**Using the information:**
1. Extract the passage of the GO evidence code discussion starting with "Which evidence code" and going on through "for your input.".
2. Summarize the GO evidence code discussion in two sentences.
3. Continue the GO evidence code discussion from the point where it stops.
:: Text segment
SGD has come across couple of computationally predicted GO
annotation data sets for S. cerevisiae that we would like to add to
our database. The GO annotations from these data sets are
predictions based on multiple high-throughput data sets. RCA
evidence code came to our minds but according to the documentation,
the annotations all have to be manually reviewed by a curator to
use this evidence. There are several 100 annotations of this kind
and it is not feasible for us to manually review these annotations.

Hence, we thought these annotations can be bulk loaded with IEA
evidence code. However, in the Jan 2007 (Cambridge) GO meeting, it
was decided that the 'with' column information has to be filled in
for all IEAs (else Mike's filtering script strips them out). But
these GO annotations being predictions based on multiple high-
throughput data sets, don't have any information for the with
column.  So, we are left with no choice.

Which evidence code do people think should be used for these kinds
of computational datasets when there is not an obvious "with"?

Thanks for your input.
Rama

Response from Kara (Princeton)

Hi,

The root of the problem, as I see it, is that we are mixing apples
and oranges with evidence codes.  All but one of the evidence codes
indicate the type of experimental evidence for a GO annotation, but
we have one oddball, IEA, that indicates not what the experiment is,
but rather how the annotation was done.  We keep running into
variations of the same problem:  we have some evidence (whether
experimental or computational) for a GO annotation, but also want to
indicate whether a curator looked at it or not.
::::
:: Data listing
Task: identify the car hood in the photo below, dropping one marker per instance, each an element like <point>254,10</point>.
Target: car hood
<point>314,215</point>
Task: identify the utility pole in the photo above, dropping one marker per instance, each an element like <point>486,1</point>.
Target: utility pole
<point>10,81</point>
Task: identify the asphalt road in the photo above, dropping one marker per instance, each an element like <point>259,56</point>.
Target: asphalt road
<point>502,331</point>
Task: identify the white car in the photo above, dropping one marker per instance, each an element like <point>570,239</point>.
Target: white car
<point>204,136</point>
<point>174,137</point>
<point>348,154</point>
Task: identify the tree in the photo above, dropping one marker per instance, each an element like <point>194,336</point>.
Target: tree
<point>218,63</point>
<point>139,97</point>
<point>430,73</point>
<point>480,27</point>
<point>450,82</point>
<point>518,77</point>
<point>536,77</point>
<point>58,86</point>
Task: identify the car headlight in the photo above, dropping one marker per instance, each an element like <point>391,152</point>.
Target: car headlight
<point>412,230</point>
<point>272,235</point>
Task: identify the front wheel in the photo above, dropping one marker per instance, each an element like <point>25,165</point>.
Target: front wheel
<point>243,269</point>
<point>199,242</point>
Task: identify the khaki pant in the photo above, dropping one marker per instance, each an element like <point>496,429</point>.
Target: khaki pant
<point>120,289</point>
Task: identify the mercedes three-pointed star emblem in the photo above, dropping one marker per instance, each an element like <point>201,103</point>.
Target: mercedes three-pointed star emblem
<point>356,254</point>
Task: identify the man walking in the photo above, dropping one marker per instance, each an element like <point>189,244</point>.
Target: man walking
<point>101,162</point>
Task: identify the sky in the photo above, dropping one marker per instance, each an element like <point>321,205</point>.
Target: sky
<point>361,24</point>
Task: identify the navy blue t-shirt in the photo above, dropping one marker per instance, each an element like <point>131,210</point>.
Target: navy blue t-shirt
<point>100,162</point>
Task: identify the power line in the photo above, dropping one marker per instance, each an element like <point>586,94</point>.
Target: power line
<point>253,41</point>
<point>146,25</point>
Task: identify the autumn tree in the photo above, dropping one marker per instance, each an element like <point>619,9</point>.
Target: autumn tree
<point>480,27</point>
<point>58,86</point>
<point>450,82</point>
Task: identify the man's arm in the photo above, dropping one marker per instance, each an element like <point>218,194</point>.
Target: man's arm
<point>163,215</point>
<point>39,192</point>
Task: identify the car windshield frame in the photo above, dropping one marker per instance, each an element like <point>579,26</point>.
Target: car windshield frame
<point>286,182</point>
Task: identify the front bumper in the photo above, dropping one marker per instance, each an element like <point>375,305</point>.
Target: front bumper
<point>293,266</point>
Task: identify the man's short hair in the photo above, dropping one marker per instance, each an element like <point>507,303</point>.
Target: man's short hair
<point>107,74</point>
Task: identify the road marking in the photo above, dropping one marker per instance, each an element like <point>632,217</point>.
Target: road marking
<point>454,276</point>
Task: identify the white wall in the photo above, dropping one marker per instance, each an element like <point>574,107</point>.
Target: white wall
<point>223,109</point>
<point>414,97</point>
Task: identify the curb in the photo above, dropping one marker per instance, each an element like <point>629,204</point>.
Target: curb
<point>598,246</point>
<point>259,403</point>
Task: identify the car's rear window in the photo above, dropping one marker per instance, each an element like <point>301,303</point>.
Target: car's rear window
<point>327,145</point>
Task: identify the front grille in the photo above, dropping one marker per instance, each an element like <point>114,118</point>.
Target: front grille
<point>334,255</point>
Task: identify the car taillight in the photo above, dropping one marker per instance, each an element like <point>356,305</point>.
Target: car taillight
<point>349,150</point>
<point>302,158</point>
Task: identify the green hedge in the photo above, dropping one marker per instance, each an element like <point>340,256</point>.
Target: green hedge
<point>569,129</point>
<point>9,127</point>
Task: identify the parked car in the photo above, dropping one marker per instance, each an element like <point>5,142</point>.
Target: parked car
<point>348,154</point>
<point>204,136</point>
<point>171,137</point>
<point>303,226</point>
::::
**Answers to this exercise:**
1.
Which evidence code do people think should be used for these kinds
of computational datasets when there is not an obvious "with"?

Thanks for your input.

2. SGD wants to add several hundred computationally predicted GO annotations for S. cerevisiae but cannot manually review them as the RCA code requires, nor load them as IEA, because they lack the "with" column information now required for all IEAs. Kara replies that the root problem is that IEA, unlike the other evidence codes, indicates how an annotation was done rather than the type of evidence behind it.

3.
My proposed (albeit radical) solution:

Remove IEA as an evidence code.

Create a new property for GO annotations (or add a new type of
qualifier) that captures how the annotation was done:  manual or
automated.

Everything that is currently IEA would be given the 'automated'
property/qualifier, and then would be given a new evidence code as
appropriate (mostly a flavor of ISS I would assume).
There can be a rule that all 'automated' annotations that are a
flavor of ISS must have a 'with' value.

This would allow us to use 'RCA' as appropriate, in some cases
they'd be 'manual', in others, they'd be 'automated'.  In Rama's
case, the annotations would be 'RCA' with an 'automated' qualifier.

I realize the issues involved in making such a drastic change, so I
understand if we don't go there, but I do think that some approach
such as the one above is the best representation of the information
that we are trying to capture.